TASK TO COMPLETE:
When you repeat the entries, reproduce each line exactly and omit every picture.

GIVEN DATA:
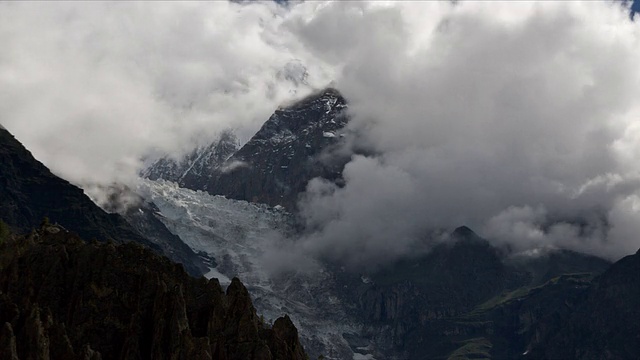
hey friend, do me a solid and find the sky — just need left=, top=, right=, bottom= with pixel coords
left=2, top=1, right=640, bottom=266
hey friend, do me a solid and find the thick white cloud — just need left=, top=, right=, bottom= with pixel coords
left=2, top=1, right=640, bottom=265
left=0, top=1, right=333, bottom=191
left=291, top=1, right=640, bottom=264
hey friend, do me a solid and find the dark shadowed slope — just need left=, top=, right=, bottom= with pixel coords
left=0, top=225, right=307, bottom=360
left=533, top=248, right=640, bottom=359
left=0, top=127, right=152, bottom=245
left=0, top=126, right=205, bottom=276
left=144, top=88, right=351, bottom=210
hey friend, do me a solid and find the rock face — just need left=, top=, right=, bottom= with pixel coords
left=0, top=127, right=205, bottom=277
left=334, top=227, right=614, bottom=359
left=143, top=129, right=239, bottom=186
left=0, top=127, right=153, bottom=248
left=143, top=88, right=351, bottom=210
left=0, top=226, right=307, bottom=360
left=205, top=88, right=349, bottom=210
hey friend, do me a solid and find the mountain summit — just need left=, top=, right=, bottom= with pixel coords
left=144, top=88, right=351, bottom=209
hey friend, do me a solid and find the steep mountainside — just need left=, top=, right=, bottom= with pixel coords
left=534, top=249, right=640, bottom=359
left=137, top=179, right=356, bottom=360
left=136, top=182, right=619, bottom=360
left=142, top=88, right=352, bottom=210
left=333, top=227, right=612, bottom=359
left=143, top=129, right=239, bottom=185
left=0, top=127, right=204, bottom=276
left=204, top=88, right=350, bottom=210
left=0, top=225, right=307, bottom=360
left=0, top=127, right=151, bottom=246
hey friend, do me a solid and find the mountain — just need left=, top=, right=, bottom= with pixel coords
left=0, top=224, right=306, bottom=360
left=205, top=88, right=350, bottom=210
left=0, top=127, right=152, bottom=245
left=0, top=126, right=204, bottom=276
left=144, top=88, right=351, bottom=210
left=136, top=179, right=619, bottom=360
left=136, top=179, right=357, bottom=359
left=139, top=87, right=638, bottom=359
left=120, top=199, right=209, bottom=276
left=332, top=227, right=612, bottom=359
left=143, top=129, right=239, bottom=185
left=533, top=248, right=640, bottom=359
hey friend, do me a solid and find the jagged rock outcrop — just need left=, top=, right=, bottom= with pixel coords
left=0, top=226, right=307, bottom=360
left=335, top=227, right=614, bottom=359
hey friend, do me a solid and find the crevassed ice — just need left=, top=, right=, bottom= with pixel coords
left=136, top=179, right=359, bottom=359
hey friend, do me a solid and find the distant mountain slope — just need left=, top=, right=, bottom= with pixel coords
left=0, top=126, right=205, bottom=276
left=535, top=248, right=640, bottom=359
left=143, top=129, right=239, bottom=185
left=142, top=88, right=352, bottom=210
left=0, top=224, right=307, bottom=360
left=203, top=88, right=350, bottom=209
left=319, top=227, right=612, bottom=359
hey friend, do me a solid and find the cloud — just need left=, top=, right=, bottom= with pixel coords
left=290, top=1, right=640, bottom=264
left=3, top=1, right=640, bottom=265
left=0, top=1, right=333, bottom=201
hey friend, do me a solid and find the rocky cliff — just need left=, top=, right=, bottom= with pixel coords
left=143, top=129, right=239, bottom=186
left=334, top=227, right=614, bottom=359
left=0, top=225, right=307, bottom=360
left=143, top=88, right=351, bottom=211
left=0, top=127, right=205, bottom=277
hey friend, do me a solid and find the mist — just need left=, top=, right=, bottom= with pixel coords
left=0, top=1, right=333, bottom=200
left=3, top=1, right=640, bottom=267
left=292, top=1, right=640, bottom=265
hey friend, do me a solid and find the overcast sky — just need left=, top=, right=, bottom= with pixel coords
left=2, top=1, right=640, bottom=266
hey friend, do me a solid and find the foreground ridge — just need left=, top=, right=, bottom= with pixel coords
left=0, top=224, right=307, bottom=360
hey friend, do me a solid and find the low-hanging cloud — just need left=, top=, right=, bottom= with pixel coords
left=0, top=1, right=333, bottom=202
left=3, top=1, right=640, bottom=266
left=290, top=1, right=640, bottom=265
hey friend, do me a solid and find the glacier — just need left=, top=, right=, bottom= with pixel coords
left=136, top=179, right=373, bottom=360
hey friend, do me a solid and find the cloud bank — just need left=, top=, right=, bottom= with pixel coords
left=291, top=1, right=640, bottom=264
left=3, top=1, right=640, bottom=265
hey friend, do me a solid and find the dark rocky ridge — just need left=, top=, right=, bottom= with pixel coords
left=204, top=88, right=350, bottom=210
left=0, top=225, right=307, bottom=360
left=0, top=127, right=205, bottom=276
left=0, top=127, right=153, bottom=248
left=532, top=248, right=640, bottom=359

OUTPUT OF THE TASK:
hey friend, do me a solid and find the sky — just need left=, top=, right=, bottom= with pixel coords
left=2, top=1, right=640, bottom=266
hey friend, do me a solid and find the thick white cloud — just need left=, top=, right=, bottom= with pixel coords
left=2, top=1, right=640, bottom=265
left=0, top=1, right=333, bottom=191
left=291, top=1, right=640, bottom=264
hey friend, do me a solid and find the dark shadowed slope — just need left=, top=, right=, bottom= with pixel coords
left=0, top=225, right=307, bottom=360
left=533, top=248, right=640, bottom=359
left=0, top=127, right=152, bottom=245
left=0, top=126, right=205, bottom=276
left=144, top=88, right=351, bottom=210
hey friend, do me a solid and find the rock face — just need left=, top=, right=, bottom= with pixel coords
left=0, top=127, right=205, bottom=277
left=334, top=227, right=614, bottom=359
left=143, top=129, right=239, bottom=186
left=0, top=127, right=153, bottom=248
left=143, top=88, right=351, bottom=210
left=0, top=226, right=307, bottom=360
left=205, top=88, right=349, bottom=210
hey friend, do me a solid and find the mountain summit — just need left=, top=, right=, bottom= with pixel coords
left=144, top=88, right=351, bottom=209
hey friend, do me a solid and find the steep mountainside — just need left=, top=, right=, bottom= with pixel coords
left=534, top=249, right=640, bottom=359
left=137, top=179, right=356, bottom=360
left=136, top=182, right=619, bottom=360
left=142, top=88, right=352, bottom=210
left=333, top=227, right=612, bottom=359
left=143, top=129, right=239, bottom=185
left=0, top=127, right=204, bottom=276
left=204, top=88, right=350, bottom=210
left=0, top=225, right=307, bottom=360
left=0, top=127, right=151, bottom=246
hey friend, do me a solid and find the mountain — just need left=, top=, right=, bottom= with pixel coords
left=0, top=224, right=306, bottom=360
left=205, top=88, right=350, bottom=210
left=0, top=127, right=152, bottom=245
left=0, top=126, right=204, bottom=276
left=144, top=88, right=351, bottom=210
left=136, top=179, right=619, bottom=360
left=136, top=179, right=357, bottom=359
left=139, top=87, right=638, bottom=359
left=120, top=199, right=209, bottom=276
left=332, top=227, right=612, bottom=359
left=143, top=129, right=239, bottom=185
left=533, top=248, right=640, bottom=359
hey friend, do me a solid and find the jagged rock outcrop — just need left=, top=, right=, bottom= with pixel coords
left=0, top=226, right=307, bottom=360
left=335, top=227, right=614, bottom=359
hey friend, do me a solid and find the crevassed ice — just need left=, top=, right=, bottom= with pixel coords
left=136, top=179, right=359, bottom=359
hey friend, do me a solid and find the distant mountain slope — just need left=, top=, right=, bottom= with pixel coords
left=0, top=126, right=205, bottom=276
left=535, top=248, right=640, bottom=359
left=143, top=129, right=239, bottom=185
left=142, top=88, right=352, bottom=210
left=0, top=224, right=307, bottom=360
left=203, top=88, right=350, bottom=209
left=319, top=227, right=612, bottom=359
hey friend, do me a solid and find the cloud — just need left=, top=, right=, bottom= with pixel coords
left=290, top=1, right=640, bottom=264
left=3, top=1, right=640, bottom=265
left=0, top=1, right=333, bottom=201
hey friend, do me a solid and find the rocky cliff — just need left=, top=, right=, bottom= with pixel coords
left=143, top=129, right=239, bottom=186
left=334, top=227, right=614, bottom=359
left=0, top=225, right=307, bottom=360
left=143, top=88, right=351, bottom=211
left=0, top=127, right=205, bottom=277
hey friend, do me a solid and find the mist — just need left=, top=, right=, bottom= with pixel coords
left=0, top=1, right=333, bottom=200
left=3, top=1, right=640, bottom=267
left=292, top=1, right=640, bottom=265
hey friend, do me a solid and find the overcast sky — just need left=, top=, right=, bottom= with pixel coords
left=2, top=1, right=640, bottom=266
hey friend, do me a solid and find the foreground ridge — just need left=, top=, right=, bottom= with pixel coords
left=0, top=224, right=307, bottom=360
hey friend, do me a solid and find the low-hanging cloud — just need left=, top=, right=, bottom= with pixel coords
left=0, top=1, right=333, bottom=202
left=3, top=1, right=640, bottom=266
left=290, top=1, right=640, bottom=265
hey friend, do me a solid and find the glacier — just need left=, top=, right=, bottom= with pixel coords
left=136, top=179, right=373, bottom=360
hey friend, do me a solid and find the cloud bank — just need left=, top=, right=, bottom= with pixel coords
left=291, top=1, right=640, bottom=264
left=3, top=1, right=640, bottom=265
hey friend, do me a solid and find the dark rocky ridge — just need left=, top=, right=, bottom= with pixel coords
left=204, top=88, right=350, bottom=210
left=0, top=225, right=307, bottom=360
left=0, top=127, right=205, bottom=276
left=0, top=127, right=153, bottom=248
left=532, top=248, right=640, bottom=359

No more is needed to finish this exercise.